아래 데이터에서 "fence"라는 단어가 들어 있는 줄은 모두 몇 개인지 세어 그 수만 쓰세요.
══ 저장된 데이터
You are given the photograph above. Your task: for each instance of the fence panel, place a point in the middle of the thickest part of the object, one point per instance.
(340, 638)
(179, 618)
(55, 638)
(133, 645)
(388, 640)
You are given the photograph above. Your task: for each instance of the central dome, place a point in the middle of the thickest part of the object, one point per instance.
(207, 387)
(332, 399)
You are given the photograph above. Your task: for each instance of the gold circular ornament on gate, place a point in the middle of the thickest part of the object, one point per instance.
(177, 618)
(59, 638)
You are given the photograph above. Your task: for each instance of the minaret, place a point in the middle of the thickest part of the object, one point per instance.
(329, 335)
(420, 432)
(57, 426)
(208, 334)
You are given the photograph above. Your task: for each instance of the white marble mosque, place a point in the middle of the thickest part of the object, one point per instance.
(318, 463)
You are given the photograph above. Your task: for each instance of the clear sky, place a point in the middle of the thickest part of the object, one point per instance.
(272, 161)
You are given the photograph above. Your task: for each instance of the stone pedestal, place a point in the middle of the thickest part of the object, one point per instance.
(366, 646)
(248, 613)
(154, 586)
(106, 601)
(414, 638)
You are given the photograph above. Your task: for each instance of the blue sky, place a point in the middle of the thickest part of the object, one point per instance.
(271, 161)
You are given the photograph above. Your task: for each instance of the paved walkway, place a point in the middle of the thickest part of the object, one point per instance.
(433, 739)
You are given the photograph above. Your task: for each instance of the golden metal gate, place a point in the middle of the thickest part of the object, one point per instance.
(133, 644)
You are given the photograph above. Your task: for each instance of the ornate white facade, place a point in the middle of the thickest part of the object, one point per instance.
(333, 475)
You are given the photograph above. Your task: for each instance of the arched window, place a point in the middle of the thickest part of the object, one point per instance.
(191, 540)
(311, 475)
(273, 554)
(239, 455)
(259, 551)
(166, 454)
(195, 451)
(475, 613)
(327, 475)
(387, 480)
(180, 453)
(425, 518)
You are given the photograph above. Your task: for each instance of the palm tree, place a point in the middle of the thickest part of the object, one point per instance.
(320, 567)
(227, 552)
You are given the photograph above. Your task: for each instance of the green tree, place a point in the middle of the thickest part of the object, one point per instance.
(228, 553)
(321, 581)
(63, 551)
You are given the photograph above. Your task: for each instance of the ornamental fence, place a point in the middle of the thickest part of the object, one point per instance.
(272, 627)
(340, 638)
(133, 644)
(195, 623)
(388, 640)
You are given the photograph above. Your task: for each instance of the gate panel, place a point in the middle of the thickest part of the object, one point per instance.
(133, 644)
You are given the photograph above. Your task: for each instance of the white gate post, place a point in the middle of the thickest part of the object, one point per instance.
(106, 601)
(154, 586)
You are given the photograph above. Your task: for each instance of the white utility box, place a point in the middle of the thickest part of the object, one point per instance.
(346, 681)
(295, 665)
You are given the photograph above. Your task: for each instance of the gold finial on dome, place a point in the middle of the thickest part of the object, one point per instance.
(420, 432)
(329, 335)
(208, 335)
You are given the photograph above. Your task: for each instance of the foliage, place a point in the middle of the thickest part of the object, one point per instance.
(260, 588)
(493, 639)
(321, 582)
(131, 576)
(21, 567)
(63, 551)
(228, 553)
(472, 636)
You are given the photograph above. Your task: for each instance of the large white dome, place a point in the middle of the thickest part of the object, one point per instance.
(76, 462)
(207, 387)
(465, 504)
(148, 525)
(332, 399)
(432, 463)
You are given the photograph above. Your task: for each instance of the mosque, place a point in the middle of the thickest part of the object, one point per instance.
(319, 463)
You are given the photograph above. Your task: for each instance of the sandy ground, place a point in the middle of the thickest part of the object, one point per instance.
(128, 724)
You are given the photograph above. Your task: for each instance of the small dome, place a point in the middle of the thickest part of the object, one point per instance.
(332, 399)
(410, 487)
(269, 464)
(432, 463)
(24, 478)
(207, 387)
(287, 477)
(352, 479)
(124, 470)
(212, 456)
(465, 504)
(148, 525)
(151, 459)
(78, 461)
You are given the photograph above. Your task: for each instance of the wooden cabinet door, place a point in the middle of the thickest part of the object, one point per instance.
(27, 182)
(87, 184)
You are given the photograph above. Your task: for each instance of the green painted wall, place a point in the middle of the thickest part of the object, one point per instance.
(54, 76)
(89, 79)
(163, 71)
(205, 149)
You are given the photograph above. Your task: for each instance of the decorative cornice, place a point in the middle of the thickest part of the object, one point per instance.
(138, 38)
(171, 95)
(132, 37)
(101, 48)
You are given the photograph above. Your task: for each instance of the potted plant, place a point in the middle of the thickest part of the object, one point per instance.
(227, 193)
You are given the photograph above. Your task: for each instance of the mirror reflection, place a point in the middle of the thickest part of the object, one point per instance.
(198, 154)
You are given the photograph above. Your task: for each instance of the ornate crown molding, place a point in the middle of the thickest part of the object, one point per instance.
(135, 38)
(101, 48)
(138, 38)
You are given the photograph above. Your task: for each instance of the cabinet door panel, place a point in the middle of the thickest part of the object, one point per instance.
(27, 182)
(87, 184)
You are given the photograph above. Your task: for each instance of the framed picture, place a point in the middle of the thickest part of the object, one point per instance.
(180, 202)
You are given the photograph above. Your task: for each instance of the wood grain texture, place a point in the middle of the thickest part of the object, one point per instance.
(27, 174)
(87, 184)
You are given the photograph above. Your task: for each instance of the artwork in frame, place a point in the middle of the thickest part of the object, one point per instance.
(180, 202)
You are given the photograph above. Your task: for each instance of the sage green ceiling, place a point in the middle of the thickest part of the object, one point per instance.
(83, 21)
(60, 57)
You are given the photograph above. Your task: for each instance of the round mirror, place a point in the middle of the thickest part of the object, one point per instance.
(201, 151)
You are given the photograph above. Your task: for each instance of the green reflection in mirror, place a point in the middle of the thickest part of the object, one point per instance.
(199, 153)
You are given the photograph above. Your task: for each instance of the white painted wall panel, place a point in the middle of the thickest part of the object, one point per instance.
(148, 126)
════
══ 저장된 데이터
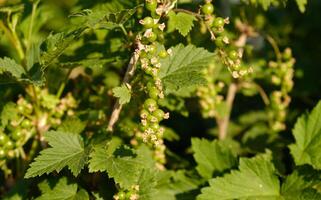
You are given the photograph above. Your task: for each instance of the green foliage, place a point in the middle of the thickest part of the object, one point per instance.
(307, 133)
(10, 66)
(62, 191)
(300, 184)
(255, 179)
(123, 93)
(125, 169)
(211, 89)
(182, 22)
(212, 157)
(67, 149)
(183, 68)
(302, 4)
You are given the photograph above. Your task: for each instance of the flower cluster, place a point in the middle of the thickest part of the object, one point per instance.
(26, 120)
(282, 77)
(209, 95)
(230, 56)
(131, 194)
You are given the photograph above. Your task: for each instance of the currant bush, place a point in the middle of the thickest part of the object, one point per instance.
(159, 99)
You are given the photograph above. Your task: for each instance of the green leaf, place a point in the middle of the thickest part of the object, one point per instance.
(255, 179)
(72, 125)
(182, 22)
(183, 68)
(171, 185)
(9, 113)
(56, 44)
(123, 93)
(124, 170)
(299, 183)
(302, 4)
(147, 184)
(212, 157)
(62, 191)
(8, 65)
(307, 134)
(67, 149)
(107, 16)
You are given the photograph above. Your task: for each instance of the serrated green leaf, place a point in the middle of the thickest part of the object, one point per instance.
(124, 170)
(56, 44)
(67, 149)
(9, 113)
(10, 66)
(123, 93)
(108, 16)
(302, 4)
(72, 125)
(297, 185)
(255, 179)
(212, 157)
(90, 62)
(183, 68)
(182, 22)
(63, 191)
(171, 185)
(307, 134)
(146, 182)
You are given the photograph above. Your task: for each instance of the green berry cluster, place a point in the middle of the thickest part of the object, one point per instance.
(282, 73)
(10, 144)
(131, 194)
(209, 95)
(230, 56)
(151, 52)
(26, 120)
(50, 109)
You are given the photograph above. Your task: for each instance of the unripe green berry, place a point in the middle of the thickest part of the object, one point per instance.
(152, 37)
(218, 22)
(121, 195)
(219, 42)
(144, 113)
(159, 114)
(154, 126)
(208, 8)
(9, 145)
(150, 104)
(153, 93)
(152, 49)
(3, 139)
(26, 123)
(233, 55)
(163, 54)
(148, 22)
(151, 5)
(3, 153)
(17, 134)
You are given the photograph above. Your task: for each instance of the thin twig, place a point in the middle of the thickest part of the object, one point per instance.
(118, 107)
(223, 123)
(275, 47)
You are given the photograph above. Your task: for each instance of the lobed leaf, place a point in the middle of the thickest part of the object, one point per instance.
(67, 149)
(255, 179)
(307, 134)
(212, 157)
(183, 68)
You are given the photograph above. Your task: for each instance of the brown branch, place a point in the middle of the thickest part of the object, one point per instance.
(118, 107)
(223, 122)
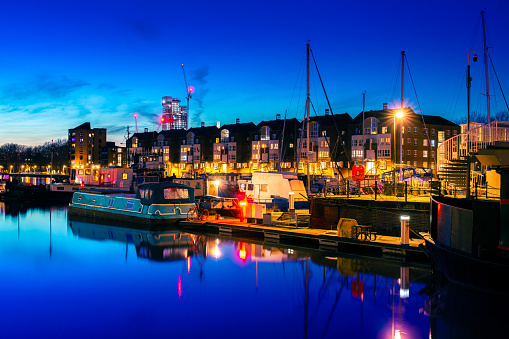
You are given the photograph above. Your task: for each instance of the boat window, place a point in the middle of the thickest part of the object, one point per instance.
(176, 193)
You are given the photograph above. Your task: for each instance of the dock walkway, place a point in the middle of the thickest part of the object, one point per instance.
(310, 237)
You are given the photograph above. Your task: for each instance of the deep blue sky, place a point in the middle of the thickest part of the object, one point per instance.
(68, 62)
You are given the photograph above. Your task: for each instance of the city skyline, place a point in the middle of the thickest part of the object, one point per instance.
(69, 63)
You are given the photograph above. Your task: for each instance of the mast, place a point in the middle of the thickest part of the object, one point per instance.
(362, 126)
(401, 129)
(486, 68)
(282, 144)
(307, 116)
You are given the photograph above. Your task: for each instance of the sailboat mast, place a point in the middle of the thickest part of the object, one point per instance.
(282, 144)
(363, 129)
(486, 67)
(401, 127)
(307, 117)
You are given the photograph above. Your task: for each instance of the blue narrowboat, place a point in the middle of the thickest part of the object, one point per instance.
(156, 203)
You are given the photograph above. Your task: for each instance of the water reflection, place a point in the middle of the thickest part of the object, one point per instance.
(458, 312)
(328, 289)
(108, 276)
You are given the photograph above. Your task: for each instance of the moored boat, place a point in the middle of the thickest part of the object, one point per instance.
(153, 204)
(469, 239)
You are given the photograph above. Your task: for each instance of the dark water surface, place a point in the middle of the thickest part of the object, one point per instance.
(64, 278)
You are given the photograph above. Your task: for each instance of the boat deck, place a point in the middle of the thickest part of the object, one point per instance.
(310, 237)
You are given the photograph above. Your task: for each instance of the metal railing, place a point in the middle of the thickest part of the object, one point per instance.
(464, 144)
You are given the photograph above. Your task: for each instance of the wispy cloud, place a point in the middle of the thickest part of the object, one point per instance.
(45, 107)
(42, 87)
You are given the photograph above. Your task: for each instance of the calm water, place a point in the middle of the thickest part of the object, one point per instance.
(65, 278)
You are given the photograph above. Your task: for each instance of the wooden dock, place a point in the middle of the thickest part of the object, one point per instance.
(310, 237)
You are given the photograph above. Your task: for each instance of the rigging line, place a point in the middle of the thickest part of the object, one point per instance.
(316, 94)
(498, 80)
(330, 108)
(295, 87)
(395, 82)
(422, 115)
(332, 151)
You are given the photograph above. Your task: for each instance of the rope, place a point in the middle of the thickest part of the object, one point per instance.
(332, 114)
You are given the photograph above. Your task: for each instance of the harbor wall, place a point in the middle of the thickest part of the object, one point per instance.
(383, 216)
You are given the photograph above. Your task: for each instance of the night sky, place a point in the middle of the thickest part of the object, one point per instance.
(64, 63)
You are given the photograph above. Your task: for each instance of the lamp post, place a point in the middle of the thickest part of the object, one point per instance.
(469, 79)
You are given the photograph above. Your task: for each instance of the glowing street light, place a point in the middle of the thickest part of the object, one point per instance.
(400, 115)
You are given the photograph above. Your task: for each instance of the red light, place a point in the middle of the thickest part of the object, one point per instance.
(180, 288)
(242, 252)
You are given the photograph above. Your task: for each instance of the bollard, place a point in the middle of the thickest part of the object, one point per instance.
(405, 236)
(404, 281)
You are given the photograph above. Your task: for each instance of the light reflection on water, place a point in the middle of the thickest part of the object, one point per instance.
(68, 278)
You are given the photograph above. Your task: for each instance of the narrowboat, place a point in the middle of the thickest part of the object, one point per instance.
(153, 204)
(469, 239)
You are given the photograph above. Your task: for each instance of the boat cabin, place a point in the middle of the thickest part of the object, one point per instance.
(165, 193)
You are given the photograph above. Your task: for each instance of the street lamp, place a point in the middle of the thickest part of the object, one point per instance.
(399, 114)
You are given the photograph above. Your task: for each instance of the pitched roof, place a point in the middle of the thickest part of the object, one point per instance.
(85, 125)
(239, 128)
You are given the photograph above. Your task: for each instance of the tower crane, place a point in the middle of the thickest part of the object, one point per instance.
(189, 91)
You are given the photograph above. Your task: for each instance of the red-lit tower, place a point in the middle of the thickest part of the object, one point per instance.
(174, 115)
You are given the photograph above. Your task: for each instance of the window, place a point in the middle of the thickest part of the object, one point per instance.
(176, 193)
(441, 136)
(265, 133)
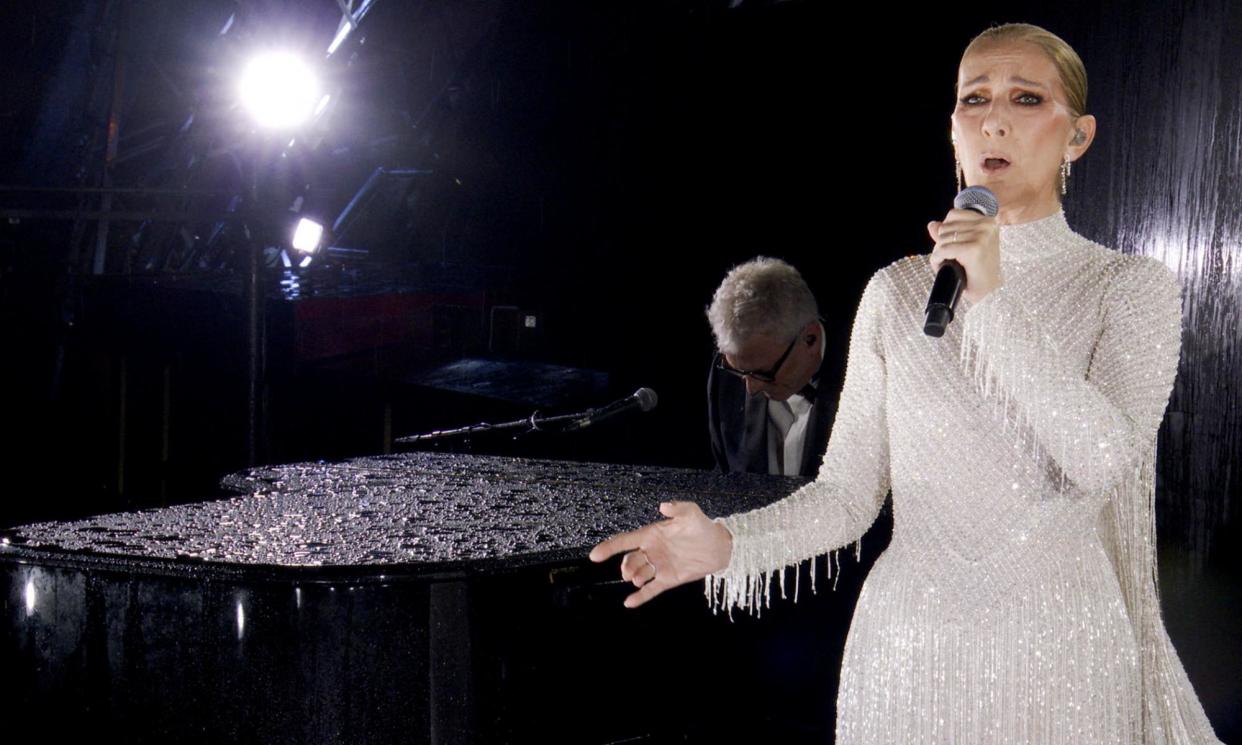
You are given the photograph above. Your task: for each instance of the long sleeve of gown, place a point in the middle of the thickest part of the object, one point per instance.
════
*정답*: 2